### EXERCISE AIM
Tally the lines in the items below that contain the string "ground", treating case as significant, and give only the resulting number.

### ENTRIES
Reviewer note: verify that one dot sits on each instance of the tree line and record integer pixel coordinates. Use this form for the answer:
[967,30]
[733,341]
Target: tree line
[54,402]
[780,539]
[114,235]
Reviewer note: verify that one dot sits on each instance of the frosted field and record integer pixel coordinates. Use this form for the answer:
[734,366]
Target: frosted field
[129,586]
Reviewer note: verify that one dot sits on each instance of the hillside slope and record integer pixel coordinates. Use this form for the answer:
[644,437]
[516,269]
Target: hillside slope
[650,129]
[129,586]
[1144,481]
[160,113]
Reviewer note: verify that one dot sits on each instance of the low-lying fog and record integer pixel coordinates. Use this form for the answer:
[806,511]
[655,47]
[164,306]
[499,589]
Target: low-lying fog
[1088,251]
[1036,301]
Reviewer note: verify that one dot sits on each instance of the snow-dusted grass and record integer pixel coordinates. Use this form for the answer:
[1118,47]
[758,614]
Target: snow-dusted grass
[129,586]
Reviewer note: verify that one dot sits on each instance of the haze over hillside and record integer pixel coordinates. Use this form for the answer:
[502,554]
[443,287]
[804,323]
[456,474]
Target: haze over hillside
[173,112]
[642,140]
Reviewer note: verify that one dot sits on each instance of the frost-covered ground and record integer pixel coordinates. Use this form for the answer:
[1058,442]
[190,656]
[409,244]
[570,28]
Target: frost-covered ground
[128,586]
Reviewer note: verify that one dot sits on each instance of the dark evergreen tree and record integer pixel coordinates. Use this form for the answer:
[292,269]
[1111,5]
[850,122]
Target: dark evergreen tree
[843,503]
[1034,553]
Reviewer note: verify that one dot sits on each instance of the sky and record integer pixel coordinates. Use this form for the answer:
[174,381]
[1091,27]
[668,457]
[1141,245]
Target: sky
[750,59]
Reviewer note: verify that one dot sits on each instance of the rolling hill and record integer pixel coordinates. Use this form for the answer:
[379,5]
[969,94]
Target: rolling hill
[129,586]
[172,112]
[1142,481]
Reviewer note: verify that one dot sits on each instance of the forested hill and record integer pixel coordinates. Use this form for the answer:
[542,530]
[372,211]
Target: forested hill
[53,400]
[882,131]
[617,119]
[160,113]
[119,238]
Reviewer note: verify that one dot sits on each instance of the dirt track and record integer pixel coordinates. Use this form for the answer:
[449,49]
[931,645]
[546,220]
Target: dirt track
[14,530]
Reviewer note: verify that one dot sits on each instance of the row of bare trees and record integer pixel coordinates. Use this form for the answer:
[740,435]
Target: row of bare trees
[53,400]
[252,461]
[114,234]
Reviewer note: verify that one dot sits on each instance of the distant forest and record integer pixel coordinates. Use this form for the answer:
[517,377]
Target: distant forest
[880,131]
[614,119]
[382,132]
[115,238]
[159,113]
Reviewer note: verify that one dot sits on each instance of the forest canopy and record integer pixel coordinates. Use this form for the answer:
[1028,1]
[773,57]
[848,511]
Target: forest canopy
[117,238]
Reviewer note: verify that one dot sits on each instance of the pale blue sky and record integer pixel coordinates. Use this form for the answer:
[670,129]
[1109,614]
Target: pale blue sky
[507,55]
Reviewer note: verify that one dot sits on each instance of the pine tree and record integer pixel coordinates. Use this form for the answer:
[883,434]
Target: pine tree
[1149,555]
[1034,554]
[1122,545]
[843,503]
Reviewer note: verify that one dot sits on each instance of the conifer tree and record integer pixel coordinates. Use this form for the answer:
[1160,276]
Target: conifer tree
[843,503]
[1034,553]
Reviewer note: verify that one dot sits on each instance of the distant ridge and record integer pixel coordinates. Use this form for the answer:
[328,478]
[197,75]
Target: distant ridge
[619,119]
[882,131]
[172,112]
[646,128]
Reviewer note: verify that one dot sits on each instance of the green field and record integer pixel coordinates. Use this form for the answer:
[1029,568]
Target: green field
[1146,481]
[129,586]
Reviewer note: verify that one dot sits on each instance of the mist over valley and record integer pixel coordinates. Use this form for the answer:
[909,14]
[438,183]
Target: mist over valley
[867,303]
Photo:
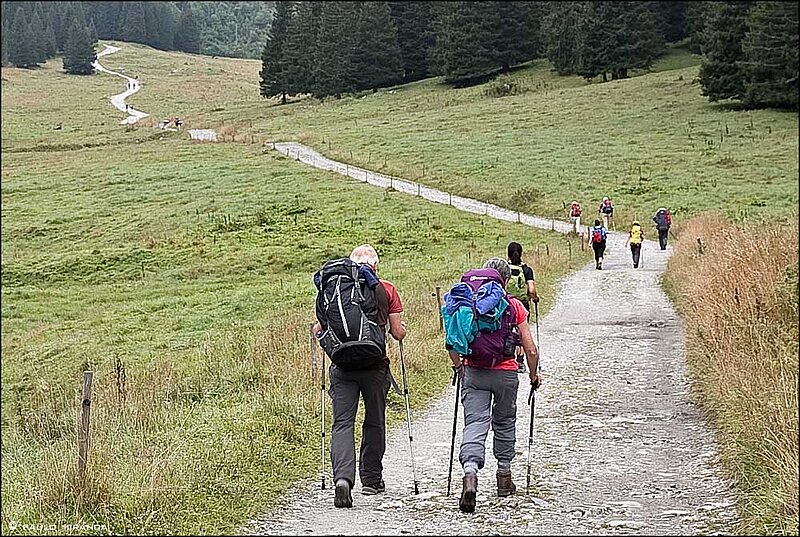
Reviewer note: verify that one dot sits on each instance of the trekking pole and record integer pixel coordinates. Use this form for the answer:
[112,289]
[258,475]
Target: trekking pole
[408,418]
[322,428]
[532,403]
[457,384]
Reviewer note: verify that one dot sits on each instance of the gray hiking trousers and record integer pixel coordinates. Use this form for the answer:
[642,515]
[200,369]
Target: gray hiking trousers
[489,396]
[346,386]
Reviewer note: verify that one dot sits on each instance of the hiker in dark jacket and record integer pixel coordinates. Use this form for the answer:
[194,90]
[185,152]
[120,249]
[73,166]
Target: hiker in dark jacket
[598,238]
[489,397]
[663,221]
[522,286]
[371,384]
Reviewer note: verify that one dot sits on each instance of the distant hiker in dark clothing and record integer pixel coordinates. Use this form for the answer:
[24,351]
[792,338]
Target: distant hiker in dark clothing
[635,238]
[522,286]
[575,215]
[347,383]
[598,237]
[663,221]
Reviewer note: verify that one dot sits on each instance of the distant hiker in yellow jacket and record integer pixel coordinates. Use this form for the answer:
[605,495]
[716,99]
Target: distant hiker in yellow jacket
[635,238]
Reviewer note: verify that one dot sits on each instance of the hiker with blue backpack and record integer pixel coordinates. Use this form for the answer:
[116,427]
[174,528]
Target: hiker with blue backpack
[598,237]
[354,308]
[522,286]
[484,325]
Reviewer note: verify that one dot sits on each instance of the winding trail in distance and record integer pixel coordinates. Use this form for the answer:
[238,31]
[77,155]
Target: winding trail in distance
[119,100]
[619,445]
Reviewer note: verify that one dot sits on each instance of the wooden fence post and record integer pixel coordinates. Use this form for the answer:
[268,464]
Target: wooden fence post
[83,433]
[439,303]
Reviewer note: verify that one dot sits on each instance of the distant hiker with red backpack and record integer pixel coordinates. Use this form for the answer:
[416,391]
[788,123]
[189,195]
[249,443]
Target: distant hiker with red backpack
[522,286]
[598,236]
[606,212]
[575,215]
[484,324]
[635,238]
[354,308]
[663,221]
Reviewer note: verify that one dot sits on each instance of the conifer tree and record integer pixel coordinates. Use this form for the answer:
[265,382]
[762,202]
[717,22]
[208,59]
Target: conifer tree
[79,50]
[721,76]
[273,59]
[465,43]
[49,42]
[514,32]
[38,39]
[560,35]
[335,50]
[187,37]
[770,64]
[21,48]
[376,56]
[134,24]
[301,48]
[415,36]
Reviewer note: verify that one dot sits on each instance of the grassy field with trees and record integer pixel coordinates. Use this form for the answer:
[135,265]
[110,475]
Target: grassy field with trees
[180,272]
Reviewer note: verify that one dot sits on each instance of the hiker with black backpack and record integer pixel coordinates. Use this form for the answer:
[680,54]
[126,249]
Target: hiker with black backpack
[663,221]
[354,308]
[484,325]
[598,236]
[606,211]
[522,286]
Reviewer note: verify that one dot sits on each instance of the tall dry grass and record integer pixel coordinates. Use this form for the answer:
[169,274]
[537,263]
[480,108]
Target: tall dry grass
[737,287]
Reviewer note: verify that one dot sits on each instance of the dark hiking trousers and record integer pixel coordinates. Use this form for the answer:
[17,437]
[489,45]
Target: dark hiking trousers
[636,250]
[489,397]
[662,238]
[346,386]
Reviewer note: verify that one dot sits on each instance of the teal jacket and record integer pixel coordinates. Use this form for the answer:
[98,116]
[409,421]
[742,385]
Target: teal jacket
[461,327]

...

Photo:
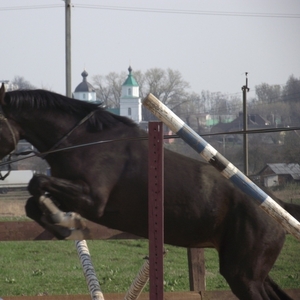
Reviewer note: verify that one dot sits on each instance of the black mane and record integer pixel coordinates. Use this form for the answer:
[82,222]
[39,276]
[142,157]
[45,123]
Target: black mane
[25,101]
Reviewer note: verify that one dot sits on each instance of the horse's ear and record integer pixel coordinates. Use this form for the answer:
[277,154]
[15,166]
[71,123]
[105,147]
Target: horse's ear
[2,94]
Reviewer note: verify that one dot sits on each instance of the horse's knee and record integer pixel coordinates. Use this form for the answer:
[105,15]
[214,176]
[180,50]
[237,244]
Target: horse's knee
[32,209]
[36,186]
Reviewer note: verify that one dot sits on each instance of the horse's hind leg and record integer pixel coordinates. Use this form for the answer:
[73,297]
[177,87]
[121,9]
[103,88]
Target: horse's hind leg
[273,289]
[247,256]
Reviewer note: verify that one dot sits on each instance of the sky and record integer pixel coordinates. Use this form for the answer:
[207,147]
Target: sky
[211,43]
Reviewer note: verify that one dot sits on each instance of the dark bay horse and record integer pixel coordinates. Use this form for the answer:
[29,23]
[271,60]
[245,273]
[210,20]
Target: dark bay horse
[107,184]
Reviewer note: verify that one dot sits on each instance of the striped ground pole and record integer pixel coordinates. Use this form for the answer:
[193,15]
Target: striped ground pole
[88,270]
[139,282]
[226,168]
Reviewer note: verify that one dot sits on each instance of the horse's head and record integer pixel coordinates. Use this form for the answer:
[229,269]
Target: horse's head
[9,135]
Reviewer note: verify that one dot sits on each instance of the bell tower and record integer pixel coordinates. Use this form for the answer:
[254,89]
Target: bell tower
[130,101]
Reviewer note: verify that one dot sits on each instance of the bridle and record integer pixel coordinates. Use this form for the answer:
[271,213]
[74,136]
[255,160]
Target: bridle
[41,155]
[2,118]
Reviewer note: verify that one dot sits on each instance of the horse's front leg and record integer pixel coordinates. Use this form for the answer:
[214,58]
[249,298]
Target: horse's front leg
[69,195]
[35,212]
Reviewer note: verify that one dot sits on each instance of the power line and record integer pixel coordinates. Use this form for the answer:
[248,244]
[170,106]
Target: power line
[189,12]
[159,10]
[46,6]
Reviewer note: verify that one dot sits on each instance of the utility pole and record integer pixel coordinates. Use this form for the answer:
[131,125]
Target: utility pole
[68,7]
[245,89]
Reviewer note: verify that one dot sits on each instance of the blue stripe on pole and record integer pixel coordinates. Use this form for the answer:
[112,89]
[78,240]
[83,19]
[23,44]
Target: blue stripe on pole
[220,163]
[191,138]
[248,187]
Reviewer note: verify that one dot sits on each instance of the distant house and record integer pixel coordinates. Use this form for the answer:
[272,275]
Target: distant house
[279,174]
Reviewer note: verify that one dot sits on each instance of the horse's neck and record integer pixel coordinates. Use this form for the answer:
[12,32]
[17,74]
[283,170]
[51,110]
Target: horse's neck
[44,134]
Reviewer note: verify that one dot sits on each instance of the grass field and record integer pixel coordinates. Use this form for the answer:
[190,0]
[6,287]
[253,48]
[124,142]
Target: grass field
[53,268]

### OUTPUT OF THE EXERCISE
4